- [Текст документа]
------------------------------------------------

Для Софьи Андреевны Чертков был злым гением, воплощением всего худшего, что она видела в муже. В дневниках она пишет: “…Лев Николаевич – со своим хвостом – вернулся недовольный и неласковый”, – и это называние – “хвост” – больше говорит об ее отношении к Черткову, чем все остальные ее описания. Конечно, она не ненавидела его лично. Она ненавидела ту силу, которая отторгает Толстого от семьи. Ей казалось – и казалось не без оснований, – что семья – это тот оплот, который может спасти среди бурных волн катастрофы.
Толстой прекрасно понимал, что этот диссонанс разорвет семью рано или поздно. И в конце концов его страшное предчувствие к тому и привело: он окончательно отказался от всех прав на свои писания, принес эту последнюю жертву. В Крёкшинском лесу Толстой подписал еще один вариант завещания, по которому не только тексты до 1882 года, но вообще все тексты отходили в общественное пользование. И именно этот панический страх перед обнищанием заставил Софью Андреевну испытывать все новые и новые пароксизмы отчаяния. Она вспоминает, что с ней случались нервные припадки, что она требовала возвращения Толстого в семью, пока тот жил у Черткова, слала срочные телеграммы: “Софье Андреевне сильное нервное расстройство, бессонницы, плачет, пульс сто, просит телеграфировать. Варя”; “Умоляю приехать 23-го, скорее. Толстая”. Она ездит в купальню, специально чтобы замерить глубину среднего пруда – хватит ли этого, чтобы утопиться. Там неглубоко, она ищет другие возможности, пишет: “…надеюсь, Господь приберет меня и без греховного самоубийства”. Все это не смешно. У этой женщины по милости Толстого никакой другой жизни, кроме него, не было. Ситуация лировская – может, поэтому с такой ненавистью Толстой разбирает “Короля Лира” в статье “О Шекспире и о драме”.

------------------------------------------------

- [Предоставленные записи]
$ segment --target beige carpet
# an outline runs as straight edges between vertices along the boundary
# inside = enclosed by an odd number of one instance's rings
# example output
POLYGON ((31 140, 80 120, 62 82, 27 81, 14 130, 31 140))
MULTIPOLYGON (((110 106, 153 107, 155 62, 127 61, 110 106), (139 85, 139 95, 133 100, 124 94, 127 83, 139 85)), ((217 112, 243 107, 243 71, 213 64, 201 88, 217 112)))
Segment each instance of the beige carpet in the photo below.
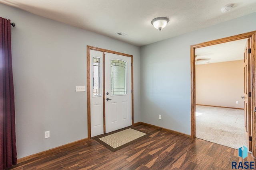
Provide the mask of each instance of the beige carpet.
POLYGON ((119 131, 106 134, 103 137, 100 135, 94 139, 110 150, 115 152, 150 135, 133 128, 118 131, 119 131))
POLYGON ((196 105, 196 136, 238 149, 248 147, 244 110, 196 105))

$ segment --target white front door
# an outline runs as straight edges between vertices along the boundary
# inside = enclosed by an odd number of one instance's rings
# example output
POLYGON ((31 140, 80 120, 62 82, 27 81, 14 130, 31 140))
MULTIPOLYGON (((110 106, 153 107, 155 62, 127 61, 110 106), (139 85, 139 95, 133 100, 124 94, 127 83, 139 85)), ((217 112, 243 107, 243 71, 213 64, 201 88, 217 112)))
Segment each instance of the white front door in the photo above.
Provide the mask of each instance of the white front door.
POLYGON ((106 53, 106 133, 132 125, 131 57, 106 53))

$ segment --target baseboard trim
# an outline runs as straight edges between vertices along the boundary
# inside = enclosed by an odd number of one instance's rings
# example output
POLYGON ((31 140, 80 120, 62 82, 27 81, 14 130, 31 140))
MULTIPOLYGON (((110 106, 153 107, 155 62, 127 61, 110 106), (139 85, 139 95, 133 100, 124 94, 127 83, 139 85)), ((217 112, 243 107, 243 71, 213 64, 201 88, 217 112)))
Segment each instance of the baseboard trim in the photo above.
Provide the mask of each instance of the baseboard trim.
POLYGON ((29 155, 27 156, 22 158, 18 159, 17 160, 17 164, 20 164, 24 162, 27 161, 28 160, 31 160, 35 158, 38 158, 43 155, 45 155, 47 154, 49 154, 51 152, 56 152, 58 150, 59 150, 61 149, 63 149, 68 147, 70 147, 79 144, 80 143, 85 143, 86 141, 88 140, 88 138, 85 138, 83 139, 81 139, 79 141, 76 141, 75 142, 69 143, 67 144, 64 145, 60 146, 58 147, 56 147, 52 149, 49 149, 47 150, 45 150, 43 152, 41 152, 39 153, 36 153, 31 155, 29 155))
POLYGON ((137 123, 133 123, 133 125, 132 125, 132 126, 137 126, 137 125, 140 125, 140 124, 141 124, 141 122, 140 121, 139 121, 138 122, 137 122, 137 123))
POLYGON ((204 106, 205 106, 216 107, 217 107, 227 108, 228 109, 240 109, 240 110, 243 110, 244 109, 242 109, 242 108, 218 106, 217 106, 206 105, 204 105, 204 104, 196 104, 196 105, 204 106))
POLYGON ((188 135, 188 134, 186 134, 185 133, 182 133, 181 132, 177 132, 177 131, 174 131, 172 130, 170 130, 168 129, 166 129, 166 128, 164 128, 164 127, 160 127, 160 126, 156 126, 155 125, 151 125, 150 124, 148 124, 148 123, 144 123, 144 122, 140 122, 140 124, 142 124, 142 125, 147 125, 148 126, 150 126, 152 127, 154 127, 155 128, 157 128, 157 129, 162 129, 165 131, 167 131, 168 132, 170 132, 171 133, 175 133, 176 134, 178 134, 179 135, 181 135, 182 136, 184 136, 186 137, 188 137, 189 138, 191 138, 191 135, 188 135))

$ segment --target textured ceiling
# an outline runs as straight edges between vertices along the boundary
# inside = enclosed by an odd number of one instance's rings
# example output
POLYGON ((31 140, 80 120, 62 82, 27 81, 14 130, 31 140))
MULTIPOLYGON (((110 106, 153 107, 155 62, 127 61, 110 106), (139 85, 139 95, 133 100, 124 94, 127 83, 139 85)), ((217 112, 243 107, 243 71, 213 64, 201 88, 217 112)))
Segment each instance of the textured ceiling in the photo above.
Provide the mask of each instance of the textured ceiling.
POLYGON ((138 46, 256 12, 256 0, 0 0, 0 3, 138 46), (222 7, 232 3, 235 5, 231 11, 221 13, 222 7), (160 32, 150 23, 160 16, 170 20, 160 32), (128 36, 116 34, 119 31, 128 36))
POLYGON ((196 49, 197 59, 210 59, 196 61, 196 64, 243 60, 246 41, 243 39, 196 49))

------------------------------------------------

- [Что нужно сделать]
**A)** Где, согласно тексту о Толстом и Софье Андреевне, Толстой подписал еще один вариант завещания?
**B)** Повторите дословно отрывок текста о Толстом и Софье Андреевне от слов «Для Софьи Андреевны» до слов «бурных волн катастрофы.».
Записи никак не связаны с текстом.

- [Ответы к упражнению]
**A)** В Крёкшинском лесу.

**B)**
Для Софьи Андреевны Чертков был злым гением, воплощением всего худшего, что она видела в муже. В дневниках она пишет: “…Лев Николаевич – со своим хвостом – вернулся недовольный и неласковый”, – и это называние – “хвост” – больше говорит об ее отношении к Черткову, чем все остальные ее описания. Конечно, она не ненавидела его лично. Она ненавидела ту силу, которая отторгает Толстого от семьи. Ей казалось – и казалось не без оснований, – что семья – это тот оплот, который может спасти среди бурных волн катастрофы.